::: 抜粋

前記立体骨組みが、第1の臨界温度を有する第1の材料から形成され、
前記フェアリングが、第2の臨界温度を有する第2の材料から形成され、
前記第2の臨界温度が、前記第1の臨界温度未満である、条項1に記載の補助動力装置の囲い。
条項3.
前記立体骨組みの前記第1の材料が、金属材料を含み、
前記フェアリングの前記第2の材料が、複合材料を含む、条項2に記載の補助動力装置の囲い。
条項4.
前記金属材料が、チタニウム、耐食性鋼、及び金属マトリックス複合材のうちの少なくとも1つを含み、
前記複合材料が、繊維強化ポリマーである、条項3に記載の補助動力装置の囲い。
条項5.
前記立体骨組みの前記複数の骨組み要素が、
前記立体骨組みの長手軸に沿って互いから間隔を空けられた複数の環状骨組み要素、
前記複数のノードで、前記複数の環状骨組み要素に連結された複数の長手骨組み要素、及び
前記複数のノードの近くで、前記複数の環状骨組み要素と前記複数の長手骨組み要素のうちの少なくとも一方に連結された複数の斜め骨組み要素を備える、条項1から4のいずれか一項に記載の補助動力装置の囲い。
条項6.
前記複数の斜め骨組み要素のうちのそれぞれが、長手方向に隣り合った一対の前記複数の環状骨組み要素と径方向に隣り合った一対の前記複数の長手骨組み要素の交差部分において形成された斜めに対向する一対の前記複数のノードの間で延在する、条項5に記載の補助動力装置の囲い。
条項7.
前記フェアリングが、
前記複数の環状骨組み要素のうちの少なくとも1つに連結された複数の補強材、及び
前記複数の補強材に連結された複数の外板を備える、条項5又は6に記載の補助動力装置の囲い。
条項8.
ドアを更に備え、
前記立体骨組みが、前記立体骨組みの前記長手軸に沿って互い及び前記複数の環状骨組み要素から間隔を空けられた複数の準環状骨組み要素を更に備え、
前記複数の長手骨組み要素が、前記複数のノードで、前記複数の準環状骨組み要素に連結され、
前記複数の斜め骨組み要素が、前記複数のノードの近くで、前記複数の準環状骨組み要素と前記複数の長手骨組み要素のうちの少なくとも一方に連結され、並びに
前記ドアが、前記複数の準環状骨組み要素に連結され、前記複数の準環状骨組み要素に対して移動可能である、条項5から7のいずれか一項に記載の補助動力装置の囲い。
条項9.
航空機の胴体であって、
機体、
前記機体に連結された立体骨組みであって、荷重を支え運ぶように構成され、前記航空機の補助動力装置を収容するための補助動力装置コンパートメントを画定し、複数のノードで共に連結された複数の骨組み要素を備える立体骨組み、及び
前記立体骨組みに連結され、前記立体骨組みを取り囲むフェアリングを備える、胴体。
条項10.
前記機体が、準モノコック構造体であり、前記準モノコック構造体が、
外板、
前記外板に連結された複数のストリンガ、及び
前記外板に連結された複数の骨組みを備える、条項9に記載の胴体。
条項11.

::::::

- [必要な作業]
抜粋のうち「前記金属材料が、チタニウム、」から「する、条項5に記載の補助動力装置の囲い。」までを、「チタニウム」を「チタン」に変えて書き直してください。 次のデータは抜粋の内容とは無関係です。

::: 提供データ

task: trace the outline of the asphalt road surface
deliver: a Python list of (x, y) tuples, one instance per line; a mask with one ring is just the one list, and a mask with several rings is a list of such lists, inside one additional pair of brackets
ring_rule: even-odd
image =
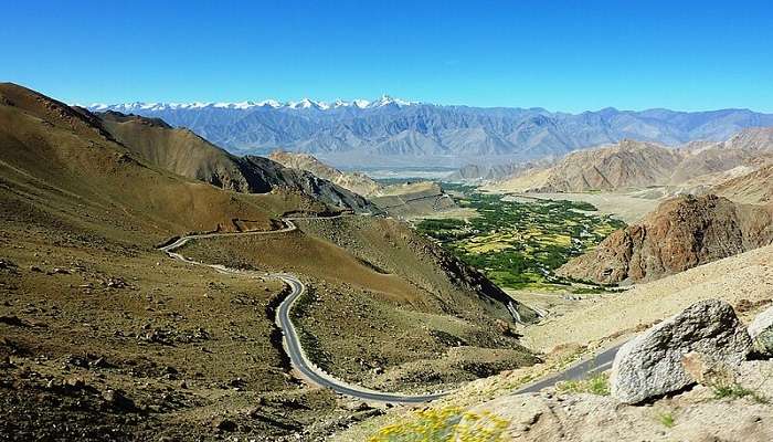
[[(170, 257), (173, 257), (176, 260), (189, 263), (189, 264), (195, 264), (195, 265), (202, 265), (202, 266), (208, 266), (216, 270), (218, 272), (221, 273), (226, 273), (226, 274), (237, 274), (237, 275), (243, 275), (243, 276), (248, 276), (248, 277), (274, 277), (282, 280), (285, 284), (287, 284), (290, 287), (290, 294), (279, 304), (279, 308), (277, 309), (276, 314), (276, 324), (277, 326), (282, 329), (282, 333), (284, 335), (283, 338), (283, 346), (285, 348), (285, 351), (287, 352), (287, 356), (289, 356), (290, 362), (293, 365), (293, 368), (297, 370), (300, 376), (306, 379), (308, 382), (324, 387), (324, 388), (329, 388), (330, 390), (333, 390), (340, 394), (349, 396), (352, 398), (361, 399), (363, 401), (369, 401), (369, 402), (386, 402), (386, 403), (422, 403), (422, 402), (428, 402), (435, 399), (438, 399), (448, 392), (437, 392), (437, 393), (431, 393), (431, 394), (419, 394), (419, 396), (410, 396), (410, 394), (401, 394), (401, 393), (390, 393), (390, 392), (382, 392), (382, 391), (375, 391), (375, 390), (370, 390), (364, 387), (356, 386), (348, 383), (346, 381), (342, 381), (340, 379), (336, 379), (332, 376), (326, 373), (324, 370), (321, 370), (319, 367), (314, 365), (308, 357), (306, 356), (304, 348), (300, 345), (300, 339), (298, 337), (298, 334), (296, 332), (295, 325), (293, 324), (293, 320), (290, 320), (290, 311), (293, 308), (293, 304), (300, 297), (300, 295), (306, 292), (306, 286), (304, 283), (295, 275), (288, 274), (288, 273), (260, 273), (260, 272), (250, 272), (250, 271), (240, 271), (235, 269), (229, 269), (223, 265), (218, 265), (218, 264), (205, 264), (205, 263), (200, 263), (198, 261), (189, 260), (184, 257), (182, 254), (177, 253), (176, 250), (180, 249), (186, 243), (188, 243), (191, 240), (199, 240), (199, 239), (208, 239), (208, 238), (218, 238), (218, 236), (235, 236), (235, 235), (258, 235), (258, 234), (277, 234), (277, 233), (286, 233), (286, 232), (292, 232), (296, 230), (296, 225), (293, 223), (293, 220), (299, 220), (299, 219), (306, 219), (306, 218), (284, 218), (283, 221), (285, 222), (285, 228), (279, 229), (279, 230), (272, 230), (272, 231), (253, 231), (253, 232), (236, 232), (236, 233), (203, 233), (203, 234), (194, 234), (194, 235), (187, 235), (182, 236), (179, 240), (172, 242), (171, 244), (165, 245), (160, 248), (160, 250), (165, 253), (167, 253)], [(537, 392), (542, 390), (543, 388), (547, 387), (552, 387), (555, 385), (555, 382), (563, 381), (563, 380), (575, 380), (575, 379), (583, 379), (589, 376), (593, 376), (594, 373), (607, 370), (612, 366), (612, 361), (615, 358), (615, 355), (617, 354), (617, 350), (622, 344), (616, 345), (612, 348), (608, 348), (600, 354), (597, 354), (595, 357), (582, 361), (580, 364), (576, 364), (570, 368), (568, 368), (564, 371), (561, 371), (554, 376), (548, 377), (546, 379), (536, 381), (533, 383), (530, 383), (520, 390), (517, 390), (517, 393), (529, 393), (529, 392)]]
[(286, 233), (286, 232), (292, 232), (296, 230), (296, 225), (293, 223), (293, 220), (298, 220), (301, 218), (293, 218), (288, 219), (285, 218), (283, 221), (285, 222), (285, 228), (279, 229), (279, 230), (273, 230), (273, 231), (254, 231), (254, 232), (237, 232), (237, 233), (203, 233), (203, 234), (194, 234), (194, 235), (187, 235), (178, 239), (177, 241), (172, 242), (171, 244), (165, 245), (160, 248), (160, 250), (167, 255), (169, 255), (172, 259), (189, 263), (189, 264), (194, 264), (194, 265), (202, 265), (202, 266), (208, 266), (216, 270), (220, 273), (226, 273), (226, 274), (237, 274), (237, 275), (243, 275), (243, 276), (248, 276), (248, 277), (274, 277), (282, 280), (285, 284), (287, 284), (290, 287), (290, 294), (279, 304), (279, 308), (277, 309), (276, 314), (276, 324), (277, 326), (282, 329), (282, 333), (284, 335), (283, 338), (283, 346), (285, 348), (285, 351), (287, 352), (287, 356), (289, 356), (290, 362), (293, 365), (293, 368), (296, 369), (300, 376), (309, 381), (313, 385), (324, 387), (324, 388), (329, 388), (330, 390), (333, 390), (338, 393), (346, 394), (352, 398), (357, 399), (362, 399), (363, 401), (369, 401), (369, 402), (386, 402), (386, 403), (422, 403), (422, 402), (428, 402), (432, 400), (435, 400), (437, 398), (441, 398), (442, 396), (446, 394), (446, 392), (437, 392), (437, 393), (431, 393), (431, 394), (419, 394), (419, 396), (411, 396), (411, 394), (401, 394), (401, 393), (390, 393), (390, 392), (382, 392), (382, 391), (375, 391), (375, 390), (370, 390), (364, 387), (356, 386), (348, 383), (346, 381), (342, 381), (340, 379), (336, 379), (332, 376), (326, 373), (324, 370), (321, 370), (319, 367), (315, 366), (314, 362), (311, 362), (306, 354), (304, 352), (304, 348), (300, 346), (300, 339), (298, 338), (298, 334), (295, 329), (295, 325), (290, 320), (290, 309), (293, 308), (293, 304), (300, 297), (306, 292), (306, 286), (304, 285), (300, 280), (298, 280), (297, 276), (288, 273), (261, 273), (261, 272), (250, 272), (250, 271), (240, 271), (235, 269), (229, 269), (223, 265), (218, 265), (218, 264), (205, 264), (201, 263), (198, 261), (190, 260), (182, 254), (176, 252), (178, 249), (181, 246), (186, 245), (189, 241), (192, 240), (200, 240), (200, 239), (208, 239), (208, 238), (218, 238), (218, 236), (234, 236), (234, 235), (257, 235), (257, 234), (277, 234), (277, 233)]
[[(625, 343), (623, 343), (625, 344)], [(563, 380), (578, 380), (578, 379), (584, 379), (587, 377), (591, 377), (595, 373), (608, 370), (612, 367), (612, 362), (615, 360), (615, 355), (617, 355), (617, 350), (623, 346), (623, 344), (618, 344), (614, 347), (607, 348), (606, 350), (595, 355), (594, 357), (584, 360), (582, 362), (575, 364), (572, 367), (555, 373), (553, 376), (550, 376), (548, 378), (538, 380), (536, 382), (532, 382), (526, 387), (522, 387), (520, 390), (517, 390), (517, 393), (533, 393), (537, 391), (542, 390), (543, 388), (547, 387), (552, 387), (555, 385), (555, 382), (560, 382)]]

::::::

- [出力全文]
前記金属材料が、チタン、耐食性鋼、及び金属マトリックス複合材のうちの少なくとも1つを含み、
前記複合材料が、繊維強化ポリマーである、条項3に記載の補助動力装置の囲い。
条項5.
前記立体骨組みの前記複数の骨組み要素が、
前記立体骨組みの長手軸に沿って互いから間隔を空けられた複数の環状骨組み要素、
前記複数のノードで、前記複数の環状骨組み要素に連結された複数の長手骨組み要素、及び
前記複数のノードの近くで、前記複数の環状骨組み要素と前記複数の長手骨組み要素のうちの少なくとも一方に連結された複数の斜め骨組み要素を備える、条項1から4のいずれか一項に記載の補助動力装置の囲い。
条項6.
前記複数の斜め骨組み要素のうちのそれぞれが、長手方向に隣り合った一対の前記複数の環状骨組み要素と径方向に隣り合った一対の前記複数の長手骨組み要素の交差部分において形成された斜めに対向する一対の前記複数のノードの間で延在する、条項5に記載の補助動力装置の囲い。